[Items from a data source]
+===+
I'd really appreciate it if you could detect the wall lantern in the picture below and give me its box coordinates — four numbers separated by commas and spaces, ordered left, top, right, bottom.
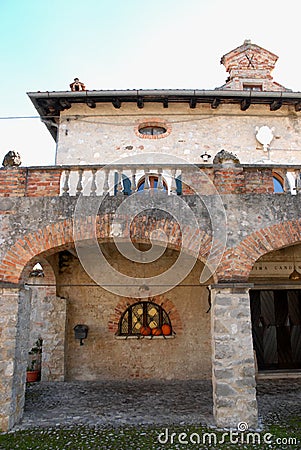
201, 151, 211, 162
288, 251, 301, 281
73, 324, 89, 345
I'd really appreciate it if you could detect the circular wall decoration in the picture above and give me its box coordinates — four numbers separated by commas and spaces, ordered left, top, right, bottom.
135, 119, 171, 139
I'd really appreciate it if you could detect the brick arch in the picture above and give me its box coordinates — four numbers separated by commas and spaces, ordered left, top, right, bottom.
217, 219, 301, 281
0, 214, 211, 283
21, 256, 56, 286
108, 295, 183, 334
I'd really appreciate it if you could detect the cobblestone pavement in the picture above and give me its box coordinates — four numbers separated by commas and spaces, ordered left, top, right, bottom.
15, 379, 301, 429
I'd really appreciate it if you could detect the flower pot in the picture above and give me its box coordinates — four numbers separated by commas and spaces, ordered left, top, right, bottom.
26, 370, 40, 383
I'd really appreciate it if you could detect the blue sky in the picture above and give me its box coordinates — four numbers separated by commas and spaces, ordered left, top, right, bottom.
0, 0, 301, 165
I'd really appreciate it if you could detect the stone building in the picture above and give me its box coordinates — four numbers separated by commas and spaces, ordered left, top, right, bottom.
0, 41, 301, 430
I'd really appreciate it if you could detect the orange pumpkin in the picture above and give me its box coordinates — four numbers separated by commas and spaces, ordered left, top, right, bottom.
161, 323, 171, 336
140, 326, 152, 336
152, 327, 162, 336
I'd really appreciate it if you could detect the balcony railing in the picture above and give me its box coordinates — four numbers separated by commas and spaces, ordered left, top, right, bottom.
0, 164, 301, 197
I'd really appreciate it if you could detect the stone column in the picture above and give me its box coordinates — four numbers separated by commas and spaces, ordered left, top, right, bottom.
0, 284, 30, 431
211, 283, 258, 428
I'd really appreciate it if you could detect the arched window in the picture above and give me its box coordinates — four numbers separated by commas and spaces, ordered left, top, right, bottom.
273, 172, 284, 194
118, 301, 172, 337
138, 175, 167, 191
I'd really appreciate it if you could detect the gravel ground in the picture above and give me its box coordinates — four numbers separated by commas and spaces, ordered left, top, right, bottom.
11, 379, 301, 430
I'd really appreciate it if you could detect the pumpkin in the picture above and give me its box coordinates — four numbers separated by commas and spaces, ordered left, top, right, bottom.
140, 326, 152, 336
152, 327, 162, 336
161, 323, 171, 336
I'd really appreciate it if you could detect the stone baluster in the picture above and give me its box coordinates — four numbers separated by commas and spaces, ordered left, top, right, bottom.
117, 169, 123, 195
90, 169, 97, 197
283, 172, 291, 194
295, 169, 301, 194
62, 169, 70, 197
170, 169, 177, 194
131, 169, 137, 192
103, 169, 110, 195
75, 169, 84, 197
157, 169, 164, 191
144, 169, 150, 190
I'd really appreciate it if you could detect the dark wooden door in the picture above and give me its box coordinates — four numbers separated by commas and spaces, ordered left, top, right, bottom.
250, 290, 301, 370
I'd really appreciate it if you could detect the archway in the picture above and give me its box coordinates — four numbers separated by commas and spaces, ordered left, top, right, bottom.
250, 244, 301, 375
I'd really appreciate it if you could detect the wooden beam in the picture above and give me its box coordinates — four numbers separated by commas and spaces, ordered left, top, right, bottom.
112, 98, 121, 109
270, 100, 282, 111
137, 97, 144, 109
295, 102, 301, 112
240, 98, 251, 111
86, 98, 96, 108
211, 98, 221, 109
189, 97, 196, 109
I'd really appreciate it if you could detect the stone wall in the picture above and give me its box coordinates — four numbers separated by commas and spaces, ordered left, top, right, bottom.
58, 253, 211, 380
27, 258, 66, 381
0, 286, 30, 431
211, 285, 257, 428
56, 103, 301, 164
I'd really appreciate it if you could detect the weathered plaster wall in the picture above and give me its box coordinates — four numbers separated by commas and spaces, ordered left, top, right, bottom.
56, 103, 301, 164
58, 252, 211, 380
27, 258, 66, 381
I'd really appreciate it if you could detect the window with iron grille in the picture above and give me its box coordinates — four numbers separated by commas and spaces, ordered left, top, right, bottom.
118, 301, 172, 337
+===+
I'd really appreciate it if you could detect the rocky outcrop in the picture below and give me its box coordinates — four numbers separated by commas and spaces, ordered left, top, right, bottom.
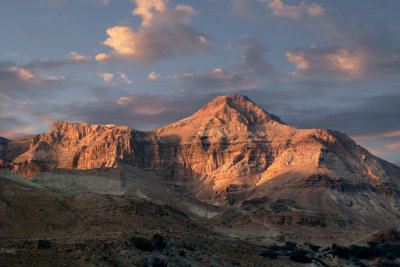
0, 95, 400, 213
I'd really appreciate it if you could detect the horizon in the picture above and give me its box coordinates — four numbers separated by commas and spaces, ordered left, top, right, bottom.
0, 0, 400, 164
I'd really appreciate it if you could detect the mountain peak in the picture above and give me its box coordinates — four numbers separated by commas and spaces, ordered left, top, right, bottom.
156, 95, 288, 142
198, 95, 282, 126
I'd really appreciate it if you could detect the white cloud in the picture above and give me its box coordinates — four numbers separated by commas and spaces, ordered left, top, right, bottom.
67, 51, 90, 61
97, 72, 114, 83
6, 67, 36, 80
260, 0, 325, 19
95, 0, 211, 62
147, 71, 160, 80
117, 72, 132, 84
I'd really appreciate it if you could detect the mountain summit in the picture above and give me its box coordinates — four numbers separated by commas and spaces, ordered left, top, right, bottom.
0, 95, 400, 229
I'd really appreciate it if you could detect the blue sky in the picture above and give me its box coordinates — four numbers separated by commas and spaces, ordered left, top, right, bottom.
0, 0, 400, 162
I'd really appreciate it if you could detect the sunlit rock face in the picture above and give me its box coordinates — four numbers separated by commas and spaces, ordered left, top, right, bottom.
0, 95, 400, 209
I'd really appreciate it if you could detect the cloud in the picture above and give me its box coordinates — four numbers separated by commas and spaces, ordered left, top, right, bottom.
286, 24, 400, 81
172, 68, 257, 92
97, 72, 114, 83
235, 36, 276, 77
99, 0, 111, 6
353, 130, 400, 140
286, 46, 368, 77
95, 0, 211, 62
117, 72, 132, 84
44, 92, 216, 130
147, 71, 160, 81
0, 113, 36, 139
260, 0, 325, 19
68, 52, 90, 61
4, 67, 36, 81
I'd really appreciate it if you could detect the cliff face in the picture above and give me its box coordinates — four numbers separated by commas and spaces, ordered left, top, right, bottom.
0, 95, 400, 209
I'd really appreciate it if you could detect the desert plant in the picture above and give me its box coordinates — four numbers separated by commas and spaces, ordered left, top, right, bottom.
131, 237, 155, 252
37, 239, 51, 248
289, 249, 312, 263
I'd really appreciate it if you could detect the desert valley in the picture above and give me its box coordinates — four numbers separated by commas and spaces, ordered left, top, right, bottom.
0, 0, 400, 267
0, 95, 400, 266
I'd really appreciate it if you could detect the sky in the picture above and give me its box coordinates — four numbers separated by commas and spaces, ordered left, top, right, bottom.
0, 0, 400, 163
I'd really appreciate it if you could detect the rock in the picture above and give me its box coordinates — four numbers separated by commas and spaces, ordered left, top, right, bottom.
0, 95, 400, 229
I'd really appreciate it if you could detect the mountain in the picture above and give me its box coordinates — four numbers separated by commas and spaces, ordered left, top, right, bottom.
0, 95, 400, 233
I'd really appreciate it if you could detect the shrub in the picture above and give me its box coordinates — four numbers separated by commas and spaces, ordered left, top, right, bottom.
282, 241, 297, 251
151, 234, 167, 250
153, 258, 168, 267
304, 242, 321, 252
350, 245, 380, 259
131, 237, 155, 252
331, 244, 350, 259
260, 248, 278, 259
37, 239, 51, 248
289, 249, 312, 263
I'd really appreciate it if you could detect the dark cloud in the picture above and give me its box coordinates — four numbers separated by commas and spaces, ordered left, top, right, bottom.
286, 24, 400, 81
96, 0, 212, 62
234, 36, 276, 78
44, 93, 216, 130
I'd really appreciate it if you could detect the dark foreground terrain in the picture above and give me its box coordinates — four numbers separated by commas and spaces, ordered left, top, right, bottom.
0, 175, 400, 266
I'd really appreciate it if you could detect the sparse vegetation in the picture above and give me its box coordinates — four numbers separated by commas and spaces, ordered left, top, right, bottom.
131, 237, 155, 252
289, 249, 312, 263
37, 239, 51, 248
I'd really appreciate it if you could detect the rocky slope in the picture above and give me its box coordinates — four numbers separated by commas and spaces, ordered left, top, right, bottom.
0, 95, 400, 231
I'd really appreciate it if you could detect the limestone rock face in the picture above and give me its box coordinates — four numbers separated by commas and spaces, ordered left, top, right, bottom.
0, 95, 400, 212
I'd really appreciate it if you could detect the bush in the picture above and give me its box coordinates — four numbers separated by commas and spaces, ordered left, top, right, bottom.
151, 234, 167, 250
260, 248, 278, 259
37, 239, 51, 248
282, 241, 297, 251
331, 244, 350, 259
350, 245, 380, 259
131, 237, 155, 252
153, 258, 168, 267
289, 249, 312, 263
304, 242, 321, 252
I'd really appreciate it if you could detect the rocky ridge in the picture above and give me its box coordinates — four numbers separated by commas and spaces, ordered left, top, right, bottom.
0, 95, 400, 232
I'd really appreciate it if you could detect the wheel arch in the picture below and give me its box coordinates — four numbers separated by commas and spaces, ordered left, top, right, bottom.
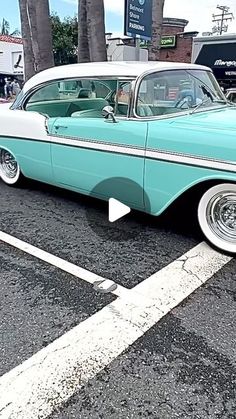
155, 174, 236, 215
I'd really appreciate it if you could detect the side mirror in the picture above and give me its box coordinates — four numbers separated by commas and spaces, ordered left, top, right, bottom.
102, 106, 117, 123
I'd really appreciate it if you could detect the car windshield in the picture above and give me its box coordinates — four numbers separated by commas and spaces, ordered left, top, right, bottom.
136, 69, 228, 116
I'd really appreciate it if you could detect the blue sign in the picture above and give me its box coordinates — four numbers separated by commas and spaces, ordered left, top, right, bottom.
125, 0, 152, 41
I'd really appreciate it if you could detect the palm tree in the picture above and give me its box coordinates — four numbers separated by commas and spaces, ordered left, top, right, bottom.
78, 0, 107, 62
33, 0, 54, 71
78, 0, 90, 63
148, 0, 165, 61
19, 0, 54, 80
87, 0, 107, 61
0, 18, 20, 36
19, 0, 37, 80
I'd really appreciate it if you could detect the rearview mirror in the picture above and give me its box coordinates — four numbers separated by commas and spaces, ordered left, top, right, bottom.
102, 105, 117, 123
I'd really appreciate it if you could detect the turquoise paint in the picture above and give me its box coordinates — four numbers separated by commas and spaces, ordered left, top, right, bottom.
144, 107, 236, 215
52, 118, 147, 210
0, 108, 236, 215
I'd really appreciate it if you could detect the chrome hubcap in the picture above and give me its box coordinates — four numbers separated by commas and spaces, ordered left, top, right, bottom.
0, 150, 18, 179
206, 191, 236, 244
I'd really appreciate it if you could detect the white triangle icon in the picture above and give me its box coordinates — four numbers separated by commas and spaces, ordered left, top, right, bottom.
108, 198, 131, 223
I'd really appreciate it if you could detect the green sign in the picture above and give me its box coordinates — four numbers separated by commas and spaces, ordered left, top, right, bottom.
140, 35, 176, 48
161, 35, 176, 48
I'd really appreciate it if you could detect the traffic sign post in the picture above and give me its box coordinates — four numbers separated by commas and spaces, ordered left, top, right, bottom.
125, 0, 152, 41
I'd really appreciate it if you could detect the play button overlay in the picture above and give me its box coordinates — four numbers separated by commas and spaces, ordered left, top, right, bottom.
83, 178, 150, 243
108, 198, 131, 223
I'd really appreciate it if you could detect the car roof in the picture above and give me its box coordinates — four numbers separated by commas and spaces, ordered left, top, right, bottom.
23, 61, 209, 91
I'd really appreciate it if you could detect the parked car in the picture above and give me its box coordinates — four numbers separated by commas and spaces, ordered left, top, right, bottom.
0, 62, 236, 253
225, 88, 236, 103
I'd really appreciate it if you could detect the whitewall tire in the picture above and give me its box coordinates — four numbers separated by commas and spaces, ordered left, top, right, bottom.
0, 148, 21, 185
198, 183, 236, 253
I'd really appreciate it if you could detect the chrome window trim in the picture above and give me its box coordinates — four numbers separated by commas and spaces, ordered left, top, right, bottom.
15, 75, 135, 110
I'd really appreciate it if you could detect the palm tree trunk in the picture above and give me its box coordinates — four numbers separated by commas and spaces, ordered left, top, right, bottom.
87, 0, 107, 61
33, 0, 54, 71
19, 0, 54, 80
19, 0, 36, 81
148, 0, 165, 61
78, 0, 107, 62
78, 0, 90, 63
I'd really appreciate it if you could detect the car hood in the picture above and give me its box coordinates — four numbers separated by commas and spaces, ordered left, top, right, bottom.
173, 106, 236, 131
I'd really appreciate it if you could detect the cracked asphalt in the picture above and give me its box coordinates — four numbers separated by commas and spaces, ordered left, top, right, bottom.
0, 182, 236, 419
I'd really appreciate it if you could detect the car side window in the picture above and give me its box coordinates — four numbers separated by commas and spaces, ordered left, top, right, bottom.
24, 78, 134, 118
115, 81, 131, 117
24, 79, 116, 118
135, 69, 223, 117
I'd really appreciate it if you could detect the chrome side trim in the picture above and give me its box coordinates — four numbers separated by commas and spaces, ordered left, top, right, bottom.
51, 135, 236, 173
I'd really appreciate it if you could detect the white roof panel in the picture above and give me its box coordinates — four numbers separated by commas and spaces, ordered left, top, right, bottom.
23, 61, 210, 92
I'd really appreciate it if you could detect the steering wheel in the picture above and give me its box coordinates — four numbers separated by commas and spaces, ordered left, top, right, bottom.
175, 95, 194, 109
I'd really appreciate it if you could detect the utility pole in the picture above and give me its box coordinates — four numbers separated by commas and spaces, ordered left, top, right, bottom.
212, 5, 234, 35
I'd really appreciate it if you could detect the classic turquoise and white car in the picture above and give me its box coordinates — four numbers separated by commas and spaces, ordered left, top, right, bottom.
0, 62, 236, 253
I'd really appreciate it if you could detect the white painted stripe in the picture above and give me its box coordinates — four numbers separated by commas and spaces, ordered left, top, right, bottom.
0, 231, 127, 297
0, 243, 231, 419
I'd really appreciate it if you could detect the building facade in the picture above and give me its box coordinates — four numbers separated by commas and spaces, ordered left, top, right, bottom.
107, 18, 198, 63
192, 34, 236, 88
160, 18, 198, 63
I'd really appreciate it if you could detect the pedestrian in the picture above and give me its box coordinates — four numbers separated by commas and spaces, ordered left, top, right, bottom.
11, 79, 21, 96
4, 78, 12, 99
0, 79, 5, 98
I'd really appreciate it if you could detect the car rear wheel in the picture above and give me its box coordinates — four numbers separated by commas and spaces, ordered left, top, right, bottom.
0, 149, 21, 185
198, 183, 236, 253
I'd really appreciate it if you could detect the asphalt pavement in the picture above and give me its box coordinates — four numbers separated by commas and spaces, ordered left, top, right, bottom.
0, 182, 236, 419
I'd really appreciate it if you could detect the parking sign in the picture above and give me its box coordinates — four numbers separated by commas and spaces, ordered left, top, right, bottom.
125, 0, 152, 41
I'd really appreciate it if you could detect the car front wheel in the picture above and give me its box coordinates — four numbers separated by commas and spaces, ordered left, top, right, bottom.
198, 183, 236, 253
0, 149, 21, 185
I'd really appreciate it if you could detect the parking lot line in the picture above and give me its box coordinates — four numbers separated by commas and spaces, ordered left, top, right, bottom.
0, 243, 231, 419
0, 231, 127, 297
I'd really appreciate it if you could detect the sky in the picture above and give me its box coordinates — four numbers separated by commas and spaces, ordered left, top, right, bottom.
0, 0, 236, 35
+===+
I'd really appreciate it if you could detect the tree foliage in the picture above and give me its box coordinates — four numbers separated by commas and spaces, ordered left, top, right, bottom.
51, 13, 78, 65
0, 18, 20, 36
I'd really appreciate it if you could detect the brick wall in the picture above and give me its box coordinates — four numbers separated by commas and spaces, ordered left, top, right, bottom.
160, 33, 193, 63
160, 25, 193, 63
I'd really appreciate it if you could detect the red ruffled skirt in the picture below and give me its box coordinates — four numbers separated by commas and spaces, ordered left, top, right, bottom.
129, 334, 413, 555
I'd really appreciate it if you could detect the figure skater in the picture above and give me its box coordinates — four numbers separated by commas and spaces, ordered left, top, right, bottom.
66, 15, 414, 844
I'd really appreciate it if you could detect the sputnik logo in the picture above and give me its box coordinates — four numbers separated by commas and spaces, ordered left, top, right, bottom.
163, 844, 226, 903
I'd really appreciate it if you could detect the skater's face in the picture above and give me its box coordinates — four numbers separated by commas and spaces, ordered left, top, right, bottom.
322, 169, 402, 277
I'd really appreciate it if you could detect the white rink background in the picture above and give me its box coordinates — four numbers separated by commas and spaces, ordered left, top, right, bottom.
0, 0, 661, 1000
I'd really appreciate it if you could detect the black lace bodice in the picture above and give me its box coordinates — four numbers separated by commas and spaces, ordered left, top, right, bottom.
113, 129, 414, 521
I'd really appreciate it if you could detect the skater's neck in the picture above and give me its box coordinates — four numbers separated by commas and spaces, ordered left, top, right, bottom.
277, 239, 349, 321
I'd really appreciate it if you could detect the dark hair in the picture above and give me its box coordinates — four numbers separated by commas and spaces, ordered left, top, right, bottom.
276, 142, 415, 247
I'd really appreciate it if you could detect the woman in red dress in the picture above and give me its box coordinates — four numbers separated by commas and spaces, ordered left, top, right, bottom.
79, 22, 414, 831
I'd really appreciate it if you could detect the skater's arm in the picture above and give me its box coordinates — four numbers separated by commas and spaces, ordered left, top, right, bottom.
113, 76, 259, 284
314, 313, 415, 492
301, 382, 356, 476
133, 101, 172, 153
+===+
**WHAT THE TASK REQUIRES**: Duplicate the entries starting with the line that contains "I'd really appreciate it if you could detect the wall" and going on through the line that contains "135, 119, 171, 139", keeping every line as it is. Leave the pictures out of your answer.

**RESULT**:
I'd really appreciate it if you could detect the wall lantern in the picture below and give me its box coordinates — four numbers separated by commas and spaces, ordered left, top, right, bottom.
201, 151, 211, 162
288, 251, 301, 281
73, 324, 89, 345
I'd really appreciate it if you could detect the circular wall decoration in the picture above and give me its box coordinates — four numbers separated by commas and spaces, ordered left, top, right, bottom.
135, 119, 171, 139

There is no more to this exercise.